Appeal from a judgment of the Superior Court of Orange County, James
Edward Rogan, Judge. Affirmed.
Gail Ganaja, under appointment by the Court of Appeal, for Defendant and
Appellant.
Kamala D. Harris, Attorney General, Dane R. Gillette, Chief Assistant
Attorney General, Julie L. Garland, Assistant Attorney General, Charles C. Ragland,
Deputy Attorney General, for Plaintiff and Respondent.
* * *
A jury found defendant Oscar Paz Hernandez guilty of felony hit and run
with permanent injury (Veh. Code, § 20001, subds. (a), (b)(2)). The trial court denied
probation and sentenced him to the middle term of three years. The court stated it had
seriously considered imposing the four-year upper term because of the catastrophic
injuries inflicted and defendant’s inexcusable conduct in leaving the victim. The court
based its sentencing decision on “the nature, seriousness and circumstances of the
crime . . . the vulnerability of the victim upon being left at the scene by [defendant].
And . . ., the incalculable physical and emotional injury inflicted on the victim.”
Defendant’s appeal raises a single issue: did the trial court abuse its discretion by failing
to either grant probation or impose the lower term of two years. We reject defendant’s
contention and affirm the judgment.

Dataset items:

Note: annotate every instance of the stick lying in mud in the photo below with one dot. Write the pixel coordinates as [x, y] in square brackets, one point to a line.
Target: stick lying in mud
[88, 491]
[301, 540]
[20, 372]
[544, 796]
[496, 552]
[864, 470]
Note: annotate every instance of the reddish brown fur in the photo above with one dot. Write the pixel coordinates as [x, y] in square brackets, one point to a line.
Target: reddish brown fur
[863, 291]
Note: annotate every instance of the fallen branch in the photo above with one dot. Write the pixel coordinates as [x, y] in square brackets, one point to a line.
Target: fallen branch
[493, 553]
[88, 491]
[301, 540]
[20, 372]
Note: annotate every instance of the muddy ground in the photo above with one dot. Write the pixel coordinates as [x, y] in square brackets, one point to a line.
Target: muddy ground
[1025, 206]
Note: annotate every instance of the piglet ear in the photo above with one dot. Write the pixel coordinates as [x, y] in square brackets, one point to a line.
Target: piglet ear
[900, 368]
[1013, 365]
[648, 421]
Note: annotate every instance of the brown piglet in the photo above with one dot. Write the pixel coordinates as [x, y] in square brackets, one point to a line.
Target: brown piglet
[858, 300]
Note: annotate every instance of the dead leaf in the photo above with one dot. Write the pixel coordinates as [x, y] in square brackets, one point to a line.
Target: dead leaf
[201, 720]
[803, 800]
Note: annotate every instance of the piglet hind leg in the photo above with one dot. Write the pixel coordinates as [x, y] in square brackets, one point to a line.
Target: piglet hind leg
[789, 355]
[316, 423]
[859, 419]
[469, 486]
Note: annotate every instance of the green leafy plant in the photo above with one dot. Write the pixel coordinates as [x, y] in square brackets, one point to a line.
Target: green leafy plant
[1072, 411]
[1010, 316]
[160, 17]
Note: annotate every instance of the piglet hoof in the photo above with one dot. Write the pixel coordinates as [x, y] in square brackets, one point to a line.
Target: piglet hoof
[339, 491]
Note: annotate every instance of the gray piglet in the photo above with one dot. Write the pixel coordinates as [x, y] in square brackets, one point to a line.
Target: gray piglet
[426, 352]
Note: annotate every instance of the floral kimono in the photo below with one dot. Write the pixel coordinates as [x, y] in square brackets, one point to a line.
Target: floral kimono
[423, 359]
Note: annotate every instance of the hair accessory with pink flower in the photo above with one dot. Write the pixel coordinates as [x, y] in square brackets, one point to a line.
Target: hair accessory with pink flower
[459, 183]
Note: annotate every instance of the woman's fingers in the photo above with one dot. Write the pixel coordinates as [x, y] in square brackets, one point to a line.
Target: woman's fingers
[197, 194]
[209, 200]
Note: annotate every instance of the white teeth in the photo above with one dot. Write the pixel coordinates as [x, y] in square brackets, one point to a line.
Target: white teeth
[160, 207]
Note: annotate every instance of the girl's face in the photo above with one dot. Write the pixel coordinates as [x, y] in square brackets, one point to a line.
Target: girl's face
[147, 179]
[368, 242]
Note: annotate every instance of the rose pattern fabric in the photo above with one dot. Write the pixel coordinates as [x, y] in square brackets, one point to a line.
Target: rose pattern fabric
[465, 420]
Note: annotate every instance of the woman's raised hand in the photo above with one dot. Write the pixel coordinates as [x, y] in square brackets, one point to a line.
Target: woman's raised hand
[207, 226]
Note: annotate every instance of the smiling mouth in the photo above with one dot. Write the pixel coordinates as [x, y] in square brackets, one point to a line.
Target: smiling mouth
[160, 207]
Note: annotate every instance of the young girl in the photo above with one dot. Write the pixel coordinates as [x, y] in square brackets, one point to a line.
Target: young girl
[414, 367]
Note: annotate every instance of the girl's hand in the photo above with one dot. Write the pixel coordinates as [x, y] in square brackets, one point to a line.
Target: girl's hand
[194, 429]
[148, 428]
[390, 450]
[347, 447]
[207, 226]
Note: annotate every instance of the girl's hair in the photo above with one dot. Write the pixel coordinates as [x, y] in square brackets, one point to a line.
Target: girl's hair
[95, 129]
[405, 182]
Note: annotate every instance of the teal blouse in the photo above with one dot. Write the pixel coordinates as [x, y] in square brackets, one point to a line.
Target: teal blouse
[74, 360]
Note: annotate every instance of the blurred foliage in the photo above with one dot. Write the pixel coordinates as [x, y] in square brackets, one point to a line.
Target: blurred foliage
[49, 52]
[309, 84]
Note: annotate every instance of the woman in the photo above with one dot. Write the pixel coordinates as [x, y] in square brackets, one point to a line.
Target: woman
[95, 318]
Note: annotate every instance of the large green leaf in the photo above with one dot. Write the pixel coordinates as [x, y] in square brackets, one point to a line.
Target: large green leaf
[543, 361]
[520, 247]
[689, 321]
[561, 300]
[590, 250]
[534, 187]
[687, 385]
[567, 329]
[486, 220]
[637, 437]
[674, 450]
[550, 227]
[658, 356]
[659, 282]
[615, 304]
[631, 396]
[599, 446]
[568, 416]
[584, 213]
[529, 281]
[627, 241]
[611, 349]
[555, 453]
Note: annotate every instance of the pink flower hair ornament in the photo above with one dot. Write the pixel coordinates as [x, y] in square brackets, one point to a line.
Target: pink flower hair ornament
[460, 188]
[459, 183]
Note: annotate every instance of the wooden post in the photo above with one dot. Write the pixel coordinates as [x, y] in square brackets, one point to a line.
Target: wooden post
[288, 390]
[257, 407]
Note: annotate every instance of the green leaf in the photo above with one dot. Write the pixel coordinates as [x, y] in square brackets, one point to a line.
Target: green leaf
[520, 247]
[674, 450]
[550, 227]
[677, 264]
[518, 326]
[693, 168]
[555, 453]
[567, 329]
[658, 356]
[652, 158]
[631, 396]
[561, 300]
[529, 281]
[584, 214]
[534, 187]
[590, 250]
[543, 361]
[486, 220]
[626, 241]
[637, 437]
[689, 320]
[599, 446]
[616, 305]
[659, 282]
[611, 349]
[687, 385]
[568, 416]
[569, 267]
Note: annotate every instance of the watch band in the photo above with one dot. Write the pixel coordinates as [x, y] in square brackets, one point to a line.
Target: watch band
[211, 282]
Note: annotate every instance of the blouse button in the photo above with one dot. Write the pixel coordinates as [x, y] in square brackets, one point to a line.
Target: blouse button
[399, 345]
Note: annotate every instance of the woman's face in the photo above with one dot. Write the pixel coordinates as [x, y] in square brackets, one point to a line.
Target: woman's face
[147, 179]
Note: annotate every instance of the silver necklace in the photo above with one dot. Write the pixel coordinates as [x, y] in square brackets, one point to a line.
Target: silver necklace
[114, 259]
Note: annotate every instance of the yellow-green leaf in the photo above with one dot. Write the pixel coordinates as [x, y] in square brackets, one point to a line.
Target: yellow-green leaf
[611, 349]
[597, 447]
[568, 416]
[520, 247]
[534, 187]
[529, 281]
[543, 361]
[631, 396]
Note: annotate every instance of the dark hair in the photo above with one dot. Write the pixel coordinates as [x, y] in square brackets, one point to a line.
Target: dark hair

__TASK INSTRUCTIONS__
From the hit-and-run appeal ruling above, reproduce word for word the passage that opens with the words containing "And . . ., the" and closes with "affirm the judgment.".

__FINAL ANSWER__
And . . ., the incalculable physical and emotional injury inflicted on the victim.”
Defendant’s appeal raises a single issue: did the trial court abuse its discretion by failing
to either grant probation or impose the lower term of two years. We reject defendant’s
contention and affirm the judgment.